--- begin ---
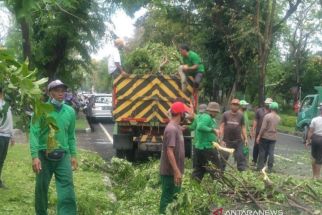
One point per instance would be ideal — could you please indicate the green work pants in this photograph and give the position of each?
(4, 143)
(169, 192)
(62, 169)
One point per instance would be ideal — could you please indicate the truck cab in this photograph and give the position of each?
(308, 110)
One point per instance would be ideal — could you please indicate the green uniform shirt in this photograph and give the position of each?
(246, 122)
(205, 132)
(193, 127)
(194, 59)
(65, 136)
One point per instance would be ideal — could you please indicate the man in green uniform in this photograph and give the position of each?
(192, 128)
(206, 134)
(6, 131)
(192, 64)
(53, 151)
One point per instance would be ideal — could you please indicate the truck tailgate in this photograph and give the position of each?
(147, 98)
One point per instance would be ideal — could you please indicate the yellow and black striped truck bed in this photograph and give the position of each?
(147, 98)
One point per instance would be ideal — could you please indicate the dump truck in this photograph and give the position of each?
(308, 110)
(141, 106)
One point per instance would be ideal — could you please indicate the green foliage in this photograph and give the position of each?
(22, 88)
(137, 190)
(63, 35)
(147, 60)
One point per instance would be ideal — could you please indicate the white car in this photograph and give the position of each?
(102, 108)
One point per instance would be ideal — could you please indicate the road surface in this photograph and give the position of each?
(291, 157)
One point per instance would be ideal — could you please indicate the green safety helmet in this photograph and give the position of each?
(243, 103)
(273, 106)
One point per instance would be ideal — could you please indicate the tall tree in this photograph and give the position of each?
(266, 27)
(62, 33)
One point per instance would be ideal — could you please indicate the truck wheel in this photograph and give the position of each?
(120, 153)
(305, 133)
(125, 154)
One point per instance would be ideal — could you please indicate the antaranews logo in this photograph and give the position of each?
(221, 211)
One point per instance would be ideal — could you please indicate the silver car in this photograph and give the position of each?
(102, 108)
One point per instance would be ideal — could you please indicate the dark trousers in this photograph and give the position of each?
(169, 192)
(194, 157)
(266, 151)
(62, 170)
(4, 144)
(90, 123)
(255, 150)
(203, 158)
(238, 154)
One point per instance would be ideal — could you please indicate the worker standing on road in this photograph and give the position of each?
(114, 59)
(59, 161)
(233, 131)
(267, 138)
(89, 112)
(6, 131)
(207, 133)
(315, 138)
(192, 65)
(192, 128)
(172, 156)
(243, 109)
(257, 124)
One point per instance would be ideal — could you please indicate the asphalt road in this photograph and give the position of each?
(291, 157)
(98, 141)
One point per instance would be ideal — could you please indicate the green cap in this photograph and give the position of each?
(243, 103)
(273, 106)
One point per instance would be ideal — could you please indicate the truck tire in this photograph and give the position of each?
(305, 133)
(125, 154)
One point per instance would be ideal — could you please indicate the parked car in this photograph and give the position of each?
(102, 108)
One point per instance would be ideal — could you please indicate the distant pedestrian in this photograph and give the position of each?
(233, 130)
(172, 156)
(59, 161)
(114, 59)
(6, 131)
(257, 124)
(207, 133)
(267, 137)
(243, 108)
(88, 109)
(315, 139)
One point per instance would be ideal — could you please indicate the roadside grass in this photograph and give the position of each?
(81, 122)
(18, 199)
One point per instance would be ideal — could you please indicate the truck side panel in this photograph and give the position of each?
(147, 97)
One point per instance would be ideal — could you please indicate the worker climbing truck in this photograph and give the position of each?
(141, 106)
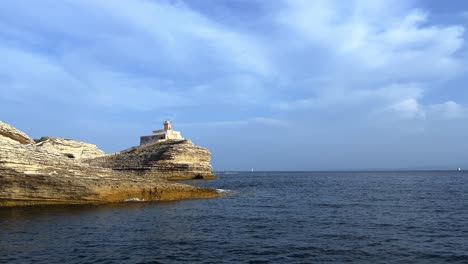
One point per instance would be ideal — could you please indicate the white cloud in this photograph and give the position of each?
(408, 109)
(380, 37)
(240, 123)
(447, 110)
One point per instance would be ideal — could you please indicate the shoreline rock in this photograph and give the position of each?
(64, 171)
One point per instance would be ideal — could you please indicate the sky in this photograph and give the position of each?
(269, 85)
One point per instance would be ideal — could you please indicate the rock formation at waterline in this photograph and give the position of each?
(57, 170)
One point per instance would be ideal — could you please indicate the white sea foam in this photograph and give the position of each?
(134, 200)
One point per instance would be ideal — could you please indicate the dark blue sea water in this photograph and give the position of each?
(268, 217)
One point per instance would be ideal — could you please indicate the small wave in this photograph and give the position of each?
(134, 200)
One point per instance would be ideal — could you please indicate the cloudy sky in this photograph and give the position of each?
(270, 85)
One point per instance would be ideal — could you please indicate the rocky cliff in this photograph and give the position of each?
(56, 170)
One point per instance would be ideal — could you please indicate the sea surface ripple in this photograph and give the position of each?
(265, 217)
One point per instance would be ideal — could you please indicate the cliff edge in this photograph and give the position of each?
(57, 170)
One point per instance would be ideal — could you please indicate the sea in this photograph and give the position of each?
(263, 217)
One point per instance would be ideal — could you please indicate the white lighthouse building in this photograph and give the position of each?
(161, 134)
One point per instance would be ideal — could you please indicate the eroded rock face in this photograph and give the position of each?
(14, 134)
(172, 160)
(45, 173)
(70, 148)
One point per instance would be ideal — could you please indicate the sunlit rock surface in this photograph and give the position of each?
(56, 170)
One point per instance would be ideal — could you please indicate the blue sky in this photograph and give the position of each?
(273, 85)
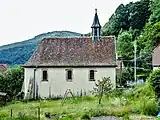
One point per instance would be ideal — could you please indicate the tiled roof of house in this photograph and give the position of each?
(3, 67)
(78, 51)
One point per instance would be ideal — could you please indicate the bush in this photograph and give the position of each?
(11, 81)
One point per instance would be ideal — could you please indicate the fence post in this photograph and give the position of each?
(38, 113)
(11, 114)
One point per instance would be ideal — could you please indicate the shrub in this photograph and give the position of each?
(103, 87)
(11, 81)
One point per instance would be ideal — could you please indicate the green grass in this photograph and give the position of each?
(137, 103)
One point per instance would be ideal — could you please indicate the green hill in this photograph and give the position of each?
(19, 52)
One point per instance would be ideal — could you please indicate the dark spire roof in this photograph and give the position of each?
(96, 21)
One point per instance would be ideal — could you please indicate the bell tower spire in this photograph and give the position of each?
(96, 27)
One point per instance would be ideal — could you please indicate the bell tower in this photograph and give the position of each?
(96, 27)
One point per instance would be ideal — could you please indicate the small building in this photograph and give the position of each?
(3, 67)
(74, 63)
(156, 58)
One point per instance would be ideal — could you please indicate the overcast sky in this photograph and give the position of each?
(24, 19)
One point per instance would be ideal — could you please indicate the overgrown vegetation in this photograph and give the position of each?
(19, 53)
(103, 86)
(11, 81)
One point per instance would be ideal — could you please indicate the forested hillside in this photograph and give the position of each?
(19, 53)
(140, 22)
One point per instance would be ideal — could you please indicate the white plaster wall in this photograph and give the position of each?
(57, 84)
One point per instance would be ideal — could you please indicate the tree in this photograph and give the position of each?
(102, 87)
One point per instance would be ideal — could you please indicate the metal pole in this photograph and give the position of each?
(11, 114)
(135, 48)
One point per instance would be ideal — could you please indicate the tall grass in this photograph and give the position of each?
(121, 103)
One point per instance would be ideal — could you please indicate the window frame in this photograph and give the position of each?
(69, 80)
(92, 79)
(44, 70)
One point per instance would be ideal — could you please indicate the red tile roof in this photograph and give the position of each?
(78, 51)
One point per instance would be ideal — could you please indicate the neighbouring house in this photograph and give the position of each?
(156, 58)
(3, 67)
(74, 63)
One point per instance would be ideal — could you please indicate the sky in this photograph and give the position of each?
(23, 19)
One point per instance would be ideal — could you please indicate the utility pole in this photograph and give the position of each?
(135, 49)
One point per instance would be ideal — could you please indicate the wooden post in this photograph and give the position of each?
(39, 113)
(11, 114)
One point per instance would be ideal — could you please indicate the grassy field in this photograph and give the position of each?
(126, 104)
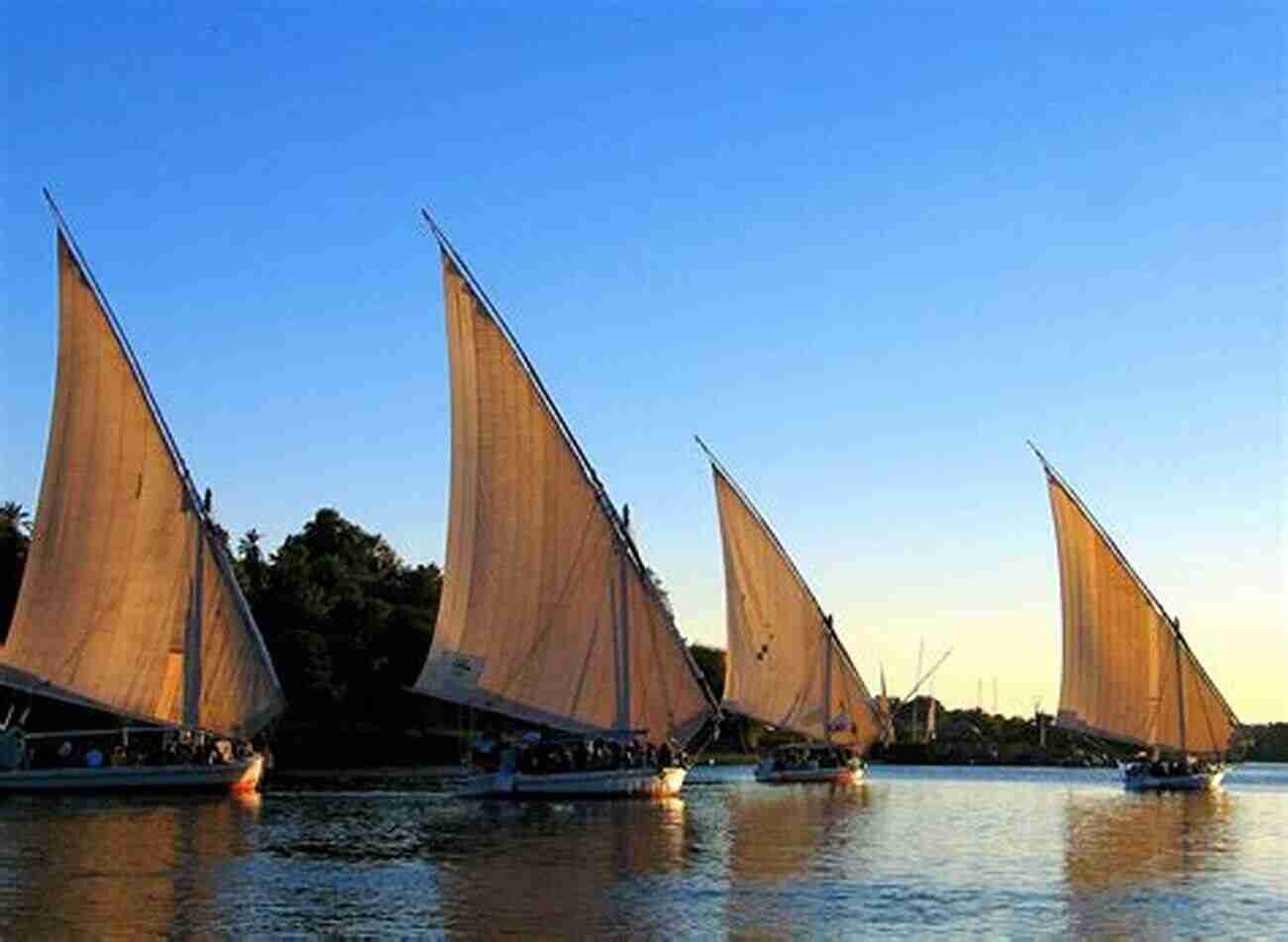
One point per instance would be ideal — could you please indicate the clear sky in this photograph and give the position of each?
(863, 253)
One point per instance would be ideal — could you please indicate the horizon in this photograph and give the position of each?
(863, 279)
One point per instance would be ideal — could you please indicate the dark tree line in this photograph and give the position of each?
(348, 626)
(14, 541)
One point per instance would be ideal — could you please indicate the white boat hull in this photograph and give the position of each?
(239, 777)
(1199, 782)
(845, 775)
(618, 783)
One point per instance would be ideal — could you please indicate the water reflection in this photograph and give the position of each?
(75, 864)
(576, 870)
(797, 850)
(1127, 847)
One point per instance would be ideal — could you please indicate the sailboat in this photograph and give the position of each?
(1128, 674)
(549, 614)
(129, 603)
(786, 666)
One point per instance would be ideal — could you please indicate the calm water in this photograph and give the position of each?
(913, 852)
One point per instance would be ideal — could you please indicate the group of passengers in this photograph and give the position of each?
(537, 756)
(1171, 769)
(802, 758)
(112, 749)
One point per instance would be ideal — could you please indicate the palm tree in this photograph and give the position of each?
(14, 517)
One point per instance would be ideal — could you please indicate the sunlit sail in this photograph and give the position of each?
(129, 602)
(1128, 675)
(786, 665)
(549, 614)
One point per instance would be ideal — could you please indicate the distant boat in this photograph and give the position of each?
(128, 602)
(1128, 674)
(549, 614)
(786, 665)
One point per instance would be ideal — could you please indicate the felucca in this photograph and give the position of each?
(787, 667)
(549, 614)
(1128, 674)
(128, 603)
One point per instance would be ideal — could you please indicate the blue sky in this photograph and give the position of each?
(864, 254)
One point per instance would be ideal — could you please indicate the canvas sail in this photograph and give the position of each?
(546, 615)
(786, 666)
(127, 601)
(1127, 672)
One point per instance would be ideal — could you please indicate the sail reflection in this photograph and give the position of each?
(572, 870)
(786, 838)
(114, 863)
(1117, 848)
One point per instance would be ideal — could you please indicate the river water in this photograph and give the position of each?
(913, 852)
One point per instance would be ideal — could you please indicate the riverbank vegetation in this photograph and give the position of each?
(348, 624)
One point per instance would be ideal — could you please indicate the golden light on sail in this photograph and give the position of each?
(537, 577)
(121, 567)
(786, 667)
(1127, 675)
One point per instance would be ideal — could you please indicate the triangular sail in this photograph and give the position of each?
(1127, 674)
(548, 614)
(128, 601)
(786, 666)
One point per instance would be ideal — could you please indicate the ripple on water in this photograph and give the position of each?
(913, 852)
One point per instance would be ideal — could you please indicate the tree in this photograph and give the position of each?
(711, 662)
(346, 620)
(14, 543)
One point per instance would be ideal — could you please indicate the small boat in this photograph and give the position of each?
(549, 614)
(787, 667)
(1128, 675)
(128, 603)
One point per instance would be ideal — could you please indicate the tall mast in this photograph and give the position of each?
(827, 679)
(192, 635)
(1180, 680)
(622, 639)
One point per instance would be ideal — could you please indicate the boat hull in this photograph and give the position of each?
(239, 777)
(1199, 782)
(618, 783)
(845, 775)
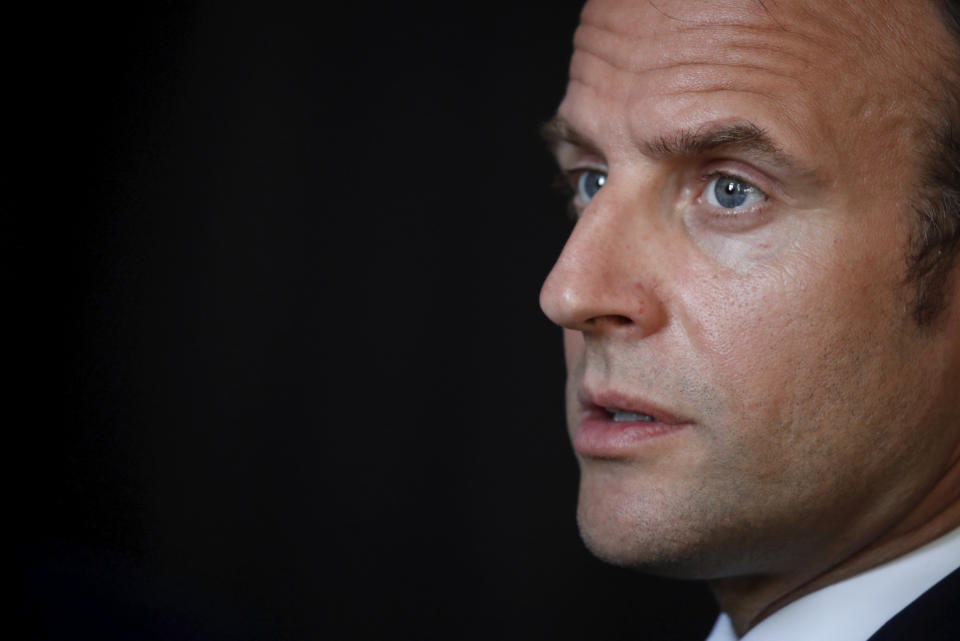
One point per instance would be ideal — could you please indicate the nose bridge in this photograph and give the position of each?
(605, 276)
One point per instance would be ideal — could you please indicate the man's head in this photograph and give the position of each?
(759, 381)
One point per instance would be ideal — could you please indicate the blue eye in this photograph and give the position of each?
(589, 183)
(729, 193)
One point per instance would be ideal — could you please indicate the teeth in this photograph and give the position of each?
(623, 416)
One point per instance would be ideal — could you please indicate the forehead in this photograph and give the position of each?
(805, 69)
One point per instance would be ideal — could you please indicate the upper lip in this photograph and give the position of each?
(612, 399)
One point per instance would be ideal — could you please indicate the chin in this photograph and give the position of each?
(640, 533)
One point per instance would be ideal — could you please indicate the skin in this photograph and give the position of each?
(823, 432)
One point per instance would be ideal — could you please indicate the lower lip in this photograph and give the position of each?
(599, 436)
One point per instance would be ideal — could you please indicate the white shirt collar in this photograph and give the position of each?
(855, 608)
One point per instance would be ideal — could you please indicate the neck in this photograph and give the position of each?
(747, 600)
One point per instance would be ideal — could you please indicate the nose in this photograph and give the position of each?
(604, 279)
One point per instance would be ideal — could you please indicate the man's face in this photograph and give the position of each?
(746, 182)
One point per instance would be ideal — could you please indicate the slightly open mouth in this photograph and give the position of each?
(624, 416)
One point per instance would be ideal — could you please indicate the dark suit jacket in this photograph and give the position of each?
(933, 616)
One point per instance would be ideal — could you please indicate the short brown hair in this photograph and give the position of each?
(937, 236)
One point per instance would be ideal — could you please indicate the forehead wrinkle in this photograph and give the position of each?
(633, 54)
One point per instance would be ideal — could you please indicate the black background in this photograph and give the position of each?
(279, 344)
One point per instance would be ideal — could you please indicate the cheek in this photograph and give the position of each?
(785, 338)
(572, 349)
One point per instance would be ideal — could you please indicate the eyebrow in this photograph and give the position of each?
(742, 136)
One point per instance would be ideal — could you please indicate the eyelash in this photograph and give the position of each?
(566, 181)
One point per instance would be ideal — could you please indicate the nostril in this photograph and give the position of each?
(615, 320)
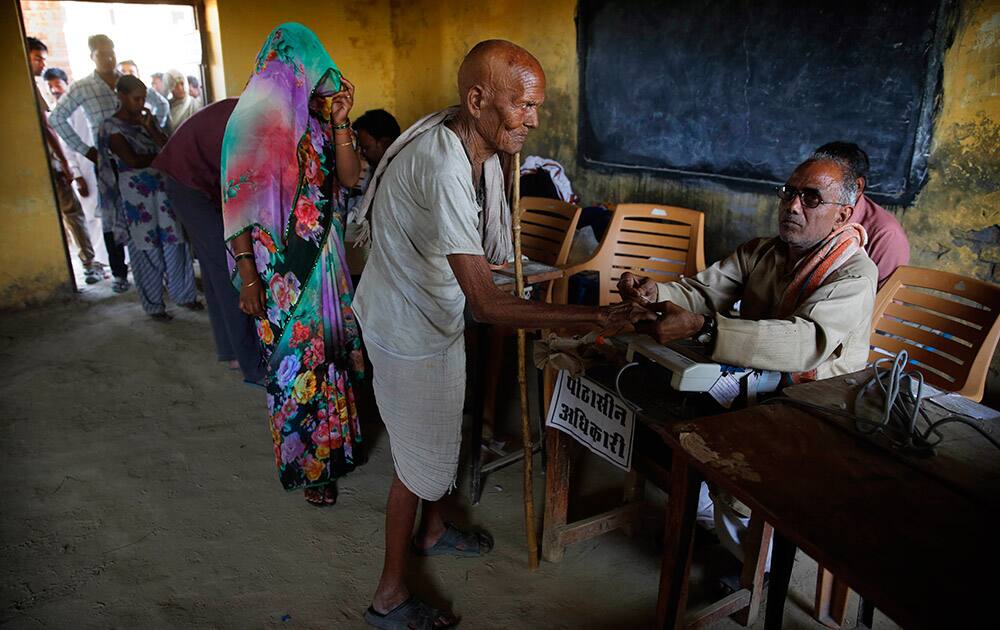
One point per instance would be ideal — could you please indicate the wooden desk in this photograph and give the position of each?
--- end ---
> **Your goal**: Reproduce nothing but the lines that run from the line containing "indicate the short" through the last line of the records, inclusive. Omit the pictures.

> **Solution**:
One point per instance would be ideal — could you please indicate the short brown hair in this photograph and give the position of each?
(937, 236)
One point per instance would be ideal — could you please indicate the forehead wrinkle in this photograph and give the position of each?
(633, 54)
One point per instance would be ideal — could you please indicate the black background in this photograph and give the position of each?
(279, 344)
One point per instance would be ideal — could you please indicate the cheek in this photograph and give the position of each?
(785, 338)
(572, 349)
One point per instance would be ideal — could you please indicate the eyebrow in this photograph and give the position of each?
(742, 136)
One point per instance would be ideal — could you please indicate the eyelash in this photograph and give the position of each?
(566, 181)
One point per instance would be ideal — could you please indicate the nostril in this photograph and give the position of each?
(615, 320)
One point per instance would be ideal — could you please indicate the wooden desk in this photograph and give the position of each?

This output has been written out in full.